PASSAGE TO READ:
--------
You see, Teddy loved buses and, in particular, everything about their routes: where they went, what time of day, how often, how the routes interconnected.

As the little boy grew, he would spend endless hours poring over King County Metro bus schedules.

"I wasn't cognizant of why at the time," says Day. "But it was a tangible thing to keep me busy. I had consistency."

Now Ted Day is 39, and he works out of a cubicle on the fourth floor of the King Street Center in Pioneer Square.

He is a transit planner for King County Metro, part of a team that figures out routes for the system's 9,600 bus stops.

This might not sound like an exciting job to many, but he is living out the dream that began at age 3.

There are few people who can make such a claim.

His mom, Holly Day, remembers that it was around the time Teddy's father left that her son developed his unusual passion. The mom raised Teddy and his older sister by herself in the Wedgwood neighborhood.
--------
ROWS:

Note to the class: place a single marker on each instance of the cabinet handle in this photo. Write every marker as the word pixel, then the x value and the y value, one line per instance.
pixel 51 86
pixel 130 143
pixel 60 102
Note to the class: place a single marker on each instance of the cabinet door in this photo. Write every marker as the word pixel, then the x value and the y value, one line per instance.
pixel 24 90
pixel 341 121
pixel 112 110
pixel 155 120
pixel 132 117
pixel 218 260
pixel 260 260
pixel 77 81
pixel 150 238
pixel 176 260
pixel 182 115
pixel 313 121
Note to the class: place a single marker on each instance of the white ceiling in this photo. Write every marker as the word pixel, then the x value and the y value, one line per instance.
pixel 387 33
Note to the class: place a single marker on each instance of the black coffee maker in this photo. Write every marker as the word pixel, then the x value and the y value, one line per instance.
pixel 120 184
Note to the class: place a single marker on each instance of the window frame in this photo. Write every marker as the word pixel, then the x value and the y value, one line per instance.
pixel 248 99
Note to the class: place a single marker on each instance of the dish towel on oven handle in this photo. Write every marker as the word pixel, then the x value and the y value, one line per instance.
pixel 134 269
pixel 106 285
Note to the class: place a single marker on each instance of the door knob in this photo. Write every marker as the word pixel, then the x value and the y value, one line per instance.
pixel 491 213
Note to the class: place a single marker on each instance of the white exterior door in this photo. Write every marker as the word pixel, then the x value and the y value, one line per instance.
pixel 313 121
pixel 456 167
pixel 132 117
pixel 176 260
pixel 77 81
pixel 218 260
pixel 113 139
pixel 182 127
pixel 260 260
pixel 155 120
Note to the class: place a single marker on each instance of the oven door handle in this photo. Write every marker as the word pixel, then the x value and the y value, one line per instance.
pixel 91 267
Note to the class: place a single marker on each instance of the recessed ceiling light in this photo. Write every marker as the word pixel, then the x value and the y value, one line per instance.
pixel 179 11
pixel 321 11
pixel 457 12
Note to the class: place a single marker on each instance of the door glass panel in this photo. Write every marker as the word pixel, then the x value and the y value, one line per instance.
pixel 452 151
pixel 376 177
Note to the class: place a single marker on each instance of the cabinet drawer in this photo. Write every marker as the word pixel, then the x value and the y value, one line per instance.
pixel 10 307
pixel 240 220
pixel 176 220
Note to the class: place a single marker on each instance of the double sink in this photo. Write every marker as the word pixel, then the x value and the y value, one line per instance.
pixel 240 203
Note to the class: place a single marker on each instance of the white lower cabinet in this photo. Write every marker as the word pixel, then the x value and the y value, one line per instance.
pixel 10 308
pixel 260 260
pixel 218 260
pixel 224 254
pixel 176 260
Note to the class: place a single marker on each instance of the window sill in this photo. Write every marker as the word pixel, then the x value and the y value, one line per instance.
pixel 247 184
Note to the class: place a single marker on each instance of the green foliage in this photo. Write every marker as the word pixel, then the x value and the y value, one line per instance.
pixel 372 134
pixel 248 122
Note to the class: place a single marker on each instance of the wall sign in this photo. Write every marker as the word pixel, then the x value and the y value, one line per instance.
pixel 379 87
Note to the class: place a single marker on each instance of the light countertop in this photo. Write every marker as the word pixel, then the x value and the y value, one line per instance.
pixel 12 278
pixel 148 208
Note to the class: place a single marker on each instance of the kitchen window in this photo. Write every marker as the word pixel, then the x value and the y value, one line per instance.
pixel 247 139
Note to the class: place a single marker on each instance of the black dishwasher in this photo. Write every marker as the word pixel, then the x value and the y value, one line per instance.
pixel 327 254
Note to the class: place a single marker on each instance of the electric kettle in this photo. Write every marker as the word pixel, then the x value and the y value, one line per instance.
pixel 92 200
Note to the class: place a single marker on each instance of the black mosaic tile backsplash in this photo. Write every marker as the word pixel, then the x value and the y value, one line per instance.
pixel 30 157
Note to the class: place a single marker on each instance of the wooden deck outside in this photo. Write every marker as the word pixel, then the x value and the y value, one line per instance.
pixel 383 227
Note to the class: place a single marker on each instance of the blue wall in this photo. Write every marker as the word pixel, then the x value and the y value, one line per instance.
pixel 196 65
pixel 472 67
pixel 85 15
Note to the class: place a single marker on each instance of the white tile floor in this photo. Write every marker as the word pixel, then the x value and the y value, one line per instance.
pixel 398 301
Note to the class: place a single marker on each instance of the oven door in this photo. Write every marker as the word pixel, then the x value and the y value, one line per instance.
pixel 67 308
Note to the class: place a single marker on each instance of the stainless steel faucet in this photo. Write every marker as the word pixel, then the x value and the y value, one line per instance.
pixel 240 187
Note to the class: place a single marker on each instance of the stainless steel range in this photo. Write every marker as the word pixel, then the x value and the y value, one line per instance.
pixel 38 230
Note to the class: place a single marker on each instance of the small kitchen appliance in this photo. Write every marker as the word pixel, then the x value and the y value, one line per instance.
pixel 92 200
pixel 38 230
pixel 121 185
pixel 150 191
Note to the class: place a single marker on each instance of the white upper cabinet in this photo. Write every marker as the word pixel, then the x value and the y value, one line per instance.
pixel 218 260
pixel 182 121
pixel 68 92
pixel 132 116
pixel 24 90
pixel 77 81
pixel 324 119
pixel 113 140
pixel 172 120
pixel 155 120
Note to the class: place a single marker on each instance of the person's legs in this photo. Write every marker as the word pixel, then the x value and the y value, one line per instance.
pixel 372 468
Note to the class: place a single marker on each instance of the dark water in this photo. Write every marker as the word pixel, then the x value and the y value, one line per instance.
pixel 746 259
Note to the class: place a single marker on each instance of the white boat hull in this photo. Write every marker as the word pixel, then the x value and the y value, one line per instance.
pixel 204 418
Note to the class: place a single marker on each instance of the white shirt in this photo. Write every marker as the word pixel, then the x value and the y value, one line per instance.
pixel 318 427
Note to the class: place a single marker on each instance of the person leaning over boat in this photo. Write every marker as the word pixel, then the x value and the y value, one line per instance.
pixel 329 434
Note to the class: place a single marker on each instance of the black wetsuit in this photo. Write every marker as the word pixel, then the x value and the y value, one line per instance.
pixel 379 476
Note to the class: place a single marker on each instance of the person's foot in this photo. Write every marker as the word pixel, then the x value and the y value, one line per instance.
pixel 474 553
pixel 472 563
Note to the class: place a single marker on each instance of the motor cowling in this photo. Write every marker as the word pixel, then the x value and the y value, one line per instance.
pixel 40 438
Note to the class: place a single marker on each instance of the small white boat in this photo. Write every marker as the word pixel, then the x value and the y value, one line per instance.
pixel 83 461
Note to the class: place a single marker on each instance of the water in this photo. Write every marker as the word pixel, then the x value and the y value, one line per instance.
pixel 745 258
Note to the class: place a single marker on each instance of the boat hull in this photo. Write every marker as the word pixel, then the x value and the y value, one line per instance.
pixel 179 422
--------
WRITTEN EXERCISE: Quote the stretch of the passage about Ted Day, the King County Metro transit planner, from "You see, Teddy" through "the routes interconnected.", word for word. The records play no part in what follows.

EXPECTED ANSWER:
You see, Teddy loved buses and, in particular, everything about their routes: where they went, what time of day, how often, how the routes interconnected.